▶ _EXERCISE PROMPT_
Copy each record below faithfully, leaving out images.

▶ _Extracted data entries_
○ ○ ○

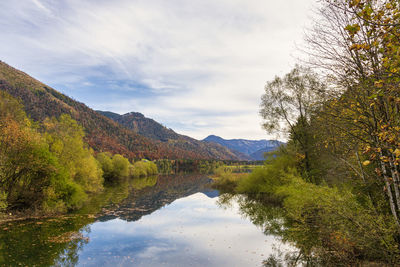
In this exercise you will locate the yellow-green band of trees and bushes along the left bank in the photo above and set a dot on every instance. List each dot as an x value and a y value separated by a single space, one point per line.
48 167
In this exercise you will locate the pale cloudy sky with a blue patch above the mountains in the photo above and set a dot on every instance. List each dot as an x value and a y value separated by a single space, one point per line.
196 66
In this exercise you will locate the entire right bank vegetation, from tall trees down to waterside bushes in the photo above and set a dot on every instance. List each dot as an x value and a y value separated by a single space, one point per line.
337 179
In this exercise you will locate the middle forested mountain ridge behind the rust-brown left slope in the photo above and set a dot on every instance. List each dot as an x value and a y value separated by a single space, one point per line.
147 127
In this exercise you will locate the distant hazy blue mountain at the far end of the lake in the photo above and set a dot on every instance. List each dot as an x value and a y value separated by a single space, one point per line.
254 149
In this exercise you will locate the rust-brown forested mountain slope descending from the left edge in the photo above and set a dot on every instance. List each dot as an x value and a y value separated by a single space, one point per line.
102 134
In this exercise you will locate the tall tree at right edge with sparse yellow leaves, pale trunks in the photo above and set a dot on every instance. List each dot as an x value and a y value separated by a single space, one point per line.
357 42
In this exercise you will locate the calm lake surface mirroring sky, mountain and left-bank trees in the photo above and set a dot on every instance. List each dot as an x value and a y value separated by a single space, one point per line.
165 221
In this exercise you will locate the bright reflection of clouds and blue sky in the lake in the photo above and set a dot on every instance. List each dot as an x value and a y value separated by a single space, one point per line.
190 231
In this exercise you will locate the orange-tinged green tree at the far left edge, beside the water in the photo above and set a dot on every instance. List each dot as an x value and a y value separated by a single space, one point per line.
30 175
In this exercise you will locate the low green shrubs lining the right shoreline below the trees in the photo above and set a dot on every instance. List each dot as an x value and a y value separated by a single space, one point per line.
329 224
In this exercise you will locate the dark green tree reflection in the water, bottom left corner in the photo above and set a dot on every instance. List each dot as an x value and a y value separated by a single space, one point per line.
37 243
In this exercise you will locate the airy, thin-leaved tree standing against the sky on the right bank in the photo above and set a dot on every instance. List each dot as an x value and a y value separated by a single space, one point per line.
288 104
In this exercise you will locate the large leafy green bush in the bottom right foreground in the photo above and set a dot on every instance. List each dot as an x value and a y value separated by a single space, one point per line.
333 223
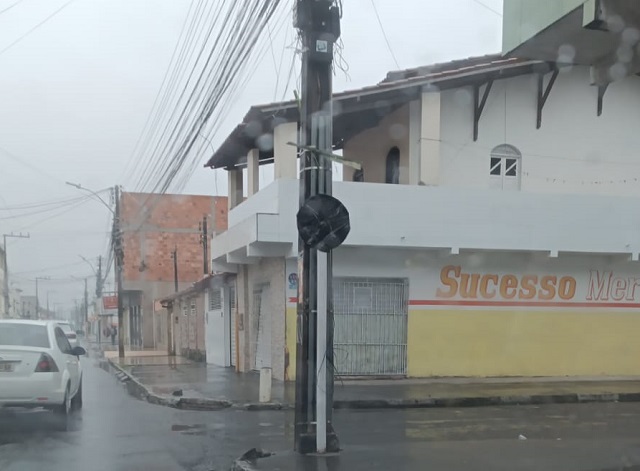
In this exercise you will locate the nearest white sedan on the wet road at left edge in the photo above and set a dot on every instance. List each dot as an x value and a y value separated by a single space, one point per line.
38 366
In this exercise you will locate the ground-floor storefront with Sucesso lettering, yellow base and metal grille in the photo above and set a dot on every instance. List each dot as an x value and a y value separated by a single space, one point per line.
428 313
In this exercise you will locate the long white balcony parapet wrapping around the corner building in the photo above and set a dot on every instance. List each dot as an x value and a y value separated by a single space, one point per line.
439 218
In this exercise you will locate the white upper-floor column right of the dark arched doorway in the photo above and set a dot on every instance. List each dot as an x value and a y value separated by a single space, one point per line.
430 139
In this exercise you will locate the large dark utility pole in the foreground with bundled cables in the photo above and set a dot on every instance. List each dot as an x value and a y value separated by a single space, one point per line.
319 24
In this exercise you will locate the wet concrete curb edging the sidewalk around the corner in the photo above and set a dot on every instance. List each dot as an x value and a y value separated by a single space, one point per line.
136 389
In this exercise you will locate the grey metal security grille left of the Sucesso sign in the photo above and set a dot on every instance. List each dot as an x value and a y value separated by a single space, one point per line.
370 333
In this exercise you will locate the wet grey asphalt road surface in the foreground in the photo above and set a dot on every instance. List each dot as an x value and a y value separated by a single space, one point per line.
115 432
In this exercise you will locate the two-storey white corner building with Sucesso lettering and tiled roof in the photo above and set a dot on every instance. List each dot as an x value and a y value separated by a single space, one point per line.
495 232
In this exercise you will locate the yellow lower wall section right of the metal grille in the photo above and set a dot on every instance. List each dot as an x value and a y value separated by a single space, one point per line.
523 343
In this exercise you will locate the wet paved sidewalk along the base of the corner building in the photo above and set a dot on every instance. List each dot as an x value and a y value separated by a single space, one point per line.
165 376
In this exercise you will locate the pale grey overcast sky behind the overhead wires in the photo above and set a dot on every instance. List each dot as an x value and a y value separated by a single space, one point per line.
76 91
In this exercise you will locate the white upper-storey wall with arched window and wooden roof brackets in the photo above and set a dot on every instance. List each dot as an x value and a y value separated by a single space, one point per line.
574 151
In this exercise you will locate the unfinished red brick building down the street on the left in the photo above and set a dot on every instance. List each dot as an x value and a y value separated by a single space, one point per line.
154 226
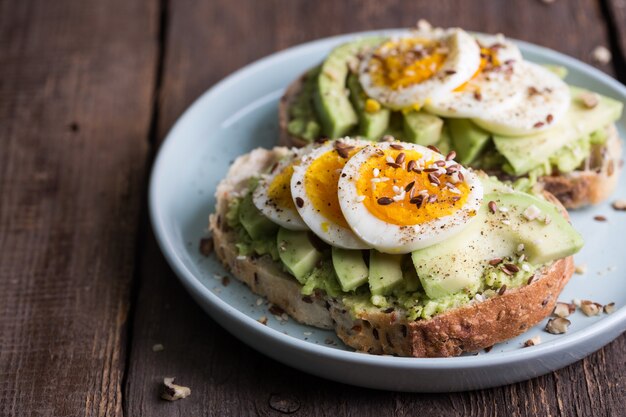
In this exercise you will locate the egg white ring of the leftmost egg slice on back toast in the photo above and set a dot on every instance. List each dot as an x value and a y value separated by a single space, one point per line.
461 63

○ ○ ○

▶ _RESULT OF THE EXERCISE_
In this exercise you will locate the yellow-green band of trees and bushes along the left bank in the photo above and set a dot on every instance. List each dot as an x value and a y value separated by a single space, one point per line.
48 167
In this exercise you will locate the pale cloudy sky with a blue patch above the mountains in the photo above and set a dot on every instance. List each dot as an x value and a y value separated by a single space, one point per line.
196 66
In this exercise you will locate the entire right bank vegetation, from tall trees down to waterside bushes in the photo above and set a dot on every instance. List each dot as an x value and a y value separated by a single space, one point per line.
337 179
In this exercise you will locate the middle forested mountain ridge behind the rust-brown left slope in the photo above and set a dot on every instance. List each dot as an x value and a y value separated by a single space, one point per line.
147 127
In this exercise you will locate the distant hazy blue mountain at the far end of the lake in the photo above and set a dot on every instance. List each dot as an x value and a y value separated by a single space, one point per line.
254 149
In this exercise you will locate the rust-brown forested mountain slope descending from the left edge in the photo above and set a dot on every instance. List each dot as an x value and a y value separated by a single space, one point per line.
102 134
In this exercise you will locate the tall tree at right edge with sparse yellow leaves, pale trunks in the photo above and set a dot on every instance. List each dot as an x value and a y value separated by a single space, one point per line.
357 42
In this exercise you will locate the calm lake surface mirroring sky, mountain and left-bank trees in the photo above and set a dot on every instance. List each dot as an x value and a y value separated by a single space, one point per line.
165 221
In this exercise you will locate the bright reflection of clouds and blue sky in the lake in the photo above and set a dot on every instance. List each dot as an x value and a y value separated by a single space, one point per line.
190 231
In this exercise you will locate the orange-tinged green tree at the far left edge, beside the water in the photo above and set a dot on every instance. List each dot as an x value and a y value separated by a single space, one point per line.
30 175
In this exercise you will locate the low green shrubs lining the right shoreline below the trees in the photo above and set a dot on every instance. List each dot as an x value and a y value separated by a single space, one point per line.
329 224
In this exercise you will locate the dark green tree reflection in the water, bottom left corner in the photo above and set a dot on every instance. List each dot as an x value and a y value separated by a single space, one point per line.
37 243
In this exercise you will locate the airy, thin-leaved tree standing against the sky on the right bank in the photo above and set a dot on every instance. List each dot as an x value and a y value separated by a single space, one point per line.
288 104
In this exercise you will locate the large leafy green bush in the bottom right foreground in the photo above and set a dot on every instance. List each dot as an x value and a y value separated by a single space, one point per line.
333 223
In this exercise you will locate the nearest white sedan on the wet road at left edge in the photo above and set a dot on every instance. List each dot as an x value and a y value separated by a single space, one point per line.
38 366
In this exercise you will locate the ground-floor storefront with Sucesso lettering, yellow base and metal grille in the photo above and set a dot on every instance. List each dot as an x value and a y value separated by a single space, one point per line.
428 313
In this exercise you will locate the long white balcony parapet wrapping around the corner building in the photo above and set a dot on every instance. List each dot as an x value and a y value separated by a single space, one point per line.
439 218
In this exercise you will locate the white upper-floor column right of the dark arched doorway in the photo above and set a dot on every instance. List each dot as an x value and a y value separated by a single space, one point per line.
430 139
In this exercise you will locate the large dark utility pole in the foreground with bundled cables in the photo above and set a dot on every instance. List each dot as an x value and a y value separated by a single space, one point per line.
319 24
In this exercise you will locate the wet concrete curb edging the sidewalk around the corner in the photo above and set a dot on every instance. List each dot as an x value and a y value separated by a single space, one point per line.
136 389
In this exercise you will locate the grey metal security grille left of the Sucesso sign in the photo above and set a dot on every instance. List each dot as an x value and a y value separated by a single space, one point per line.
370 333
In this exercise you will locate the wet grey asphalt road surface in the foreground in the photo above and set a dot on every instance. List each dot as an x value and a y value separated by a single space, one point per line.
115 432
In this exercise you will locate the two-storey white corner building with Sucesso lettering and tiled roof in the photo above and set a dot on every instance. List each dot as an x value and a y value separated by a single space, one point per line.
495 232
In this exercise you will locate the yellow lower wall section right of the metal grille in the photo above and set a dot on every instance. List each dot as an x value and a y value separated by a single space, one point per line.
523 343
In this exercise you will locate the wet paved sidewalk along the base of the corner building in the photo above and set a dot on every instance. List each dot as an x value and a y value separated by a single space, one point per line.
165 376
In this exercise you will locate the pale grey overcast sky behind the overhead wires in the photo above and set a dot on every instance. List each dot as an x value and a y value separated by a single space, one point per line.
76 91
In this exercise you will locate the white upper-storey wall with arched window and wooden roof brackets in the photo above and set a dot on every instance. List each dot as an x value and a y value separated by a single space, one point per line.
574 151
In this exercise you will locate the unfinished red brick building down the street on the left in the photo above and set a dot on every instance. List each dot as an x value and a y value separated by a single space, one point per line.
154 226
In this exercise you will locate the egg white ring of the leftmost egg slice on back toast in the photo above and set a dot on every instance. List each dot as an x value and a y value separated by a single space, one point per line.
461 63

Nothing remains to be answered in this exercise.